>>>>

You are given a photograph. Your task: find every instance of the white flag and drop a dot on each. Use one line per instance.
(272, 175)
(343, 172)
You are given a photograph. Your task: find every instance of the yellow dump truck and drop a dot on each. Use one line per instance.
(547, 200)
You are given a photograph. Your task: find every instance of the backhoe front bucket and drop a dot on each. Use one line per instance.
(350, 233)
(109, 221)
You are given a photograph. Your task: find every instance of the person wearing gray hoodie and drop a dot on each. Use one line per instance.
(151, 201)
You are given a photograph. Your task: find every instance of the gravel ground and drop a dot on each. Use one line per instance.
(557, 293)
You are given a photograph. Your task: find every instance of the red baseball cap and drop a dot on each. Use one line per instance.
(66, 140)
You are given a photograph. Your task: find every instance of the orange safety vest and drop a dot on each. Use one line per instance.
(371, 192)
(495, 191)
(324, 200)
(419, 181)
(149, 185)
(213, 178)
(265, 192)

<<<<

- _PROBLEM DESCRIPTION_:
Nothing above should be left out. Print all the records exactly.

- _ANSWER TO THIS TASK_:
You are given a photograph. Your task: find every instance of the white flag and drop a dot on each. Use one line per instance.
(272, 175)
(343, 172)
You are given a photograph. Your task: find every instance of the yellow dump truck and drop a dot on each. Use one line per instance.
(547, 200)
You are given a photograph. Your task: find every instance of the backhoe front bucket and drop a dot on each. Use one line per instance.
(350, 233)
(109, 221)
You are given a photograph. Your task: find every instance of the person wearing gray hoodie and drop a dot on each. Use one line per instance.
(151, 201)
You are given a photograph. Your task: find every instance of the gravel ground and drop a dot on each. Use one line per instance.
(557, 293)
You are given a photograph. Your task: find every instance of the red baseball cap and drop a dot on each. Use one line per instance.
(66, 140)
You are given a photograph. Your task: find every instance of the orange safety vest and drop a dot on each. Use one line per instance.
(371, 192)
(495, 191)
(324, 200)
(419, 181)
(149, 185)
(213, 178)
(265, 192)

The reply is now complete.